• [Text provided]
--- start ---

Case ID: minn_57/html/0076-01.html
Source: Caselaw Access Project
Author: {"author": "Canty, J.", "license": "Public Domain", "url": "https://static.case.law/"}
Date Created: 2024-08-24T03:29:51.129683

Pioneer Fuel Co. vs. Frederick D. Hager.
    Submitted on briefs April 4, 1894.
    Reversed April 20, 1894.
    No. 8626.
    Complaint for goods sold and delivered held insufficient.
    A complaint which alleges that the defendant is indebted to the plaintiff in a sum named upon an account for goods sold and delivered to him at his request, but not stating by whom the goods were sold, does not state facts sufficient to constitute a cause of action.
    Appeal by defendant, Frederick D. Hager, from an order of the District Court of Ramsey County, William Louis Kelly, J., made September 5, 1893, overruling his demurrer to the complaint.

--- end ---

• [Material]
--- start ---

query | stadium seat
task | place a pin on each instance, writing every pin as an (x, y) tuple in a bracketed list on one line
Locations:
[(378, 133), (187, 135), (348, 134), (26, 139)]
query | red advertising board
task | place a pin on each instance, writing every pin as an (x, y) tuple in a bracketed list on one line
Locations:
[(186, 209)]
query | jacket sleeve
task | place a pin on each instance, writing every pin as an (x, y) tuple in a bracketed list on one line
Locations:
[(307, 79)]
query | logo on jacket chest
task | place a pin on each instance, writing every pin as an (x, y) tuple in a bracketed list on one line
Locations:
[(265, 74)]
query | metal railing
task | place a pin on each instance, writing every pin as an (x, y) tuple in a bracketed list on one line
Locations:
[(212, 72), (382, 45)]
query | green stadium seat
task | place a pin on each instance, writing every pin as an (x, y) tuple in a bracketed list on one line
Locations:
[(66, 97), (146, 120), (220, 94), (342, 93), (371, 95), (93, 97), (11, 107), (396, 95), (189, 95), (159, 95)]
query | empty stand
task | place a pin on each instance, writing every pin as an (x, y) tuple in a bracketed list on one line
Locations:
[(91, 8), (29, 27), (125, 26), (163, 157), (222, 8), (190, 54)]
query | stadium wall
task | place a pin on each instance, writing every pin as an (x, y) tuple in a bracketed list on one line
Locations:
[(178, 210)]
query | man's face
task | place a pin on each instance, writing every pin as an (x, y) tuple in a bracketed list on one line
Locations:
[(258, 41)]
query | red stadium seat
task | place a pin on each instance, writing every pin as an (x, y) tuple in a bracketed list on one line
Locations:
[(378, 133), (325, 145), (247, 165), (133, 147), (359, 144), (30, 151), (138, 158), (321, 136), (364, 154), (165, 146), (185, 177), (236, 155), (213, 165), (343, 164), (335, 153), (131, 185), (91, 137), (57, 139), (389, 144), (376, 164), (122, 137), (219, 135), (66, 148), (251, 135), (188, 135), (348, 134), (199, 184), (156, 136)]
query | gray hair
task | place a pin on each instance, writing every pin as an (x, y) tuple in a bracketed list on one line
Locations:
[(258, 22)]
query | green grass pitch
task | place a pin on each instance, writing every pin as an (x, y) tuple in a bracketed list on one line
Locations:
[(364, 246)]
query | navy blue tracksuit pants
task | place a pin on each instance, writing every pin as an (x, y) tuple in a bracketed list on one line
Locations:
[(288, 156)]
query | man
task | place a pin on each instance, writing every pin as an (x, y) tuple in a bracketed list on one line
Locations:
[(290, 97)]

--- end ---

Answer these questions using the case summary:
1. On what date was the case reversed?
2. Which county's District Court made the order under appeal?
3. What did the complaint leave out about the goods?
The data have no connection to the case summary.

1. April 20, 1894
2. Ramsey County
3. It did not state by whom the goods were sold.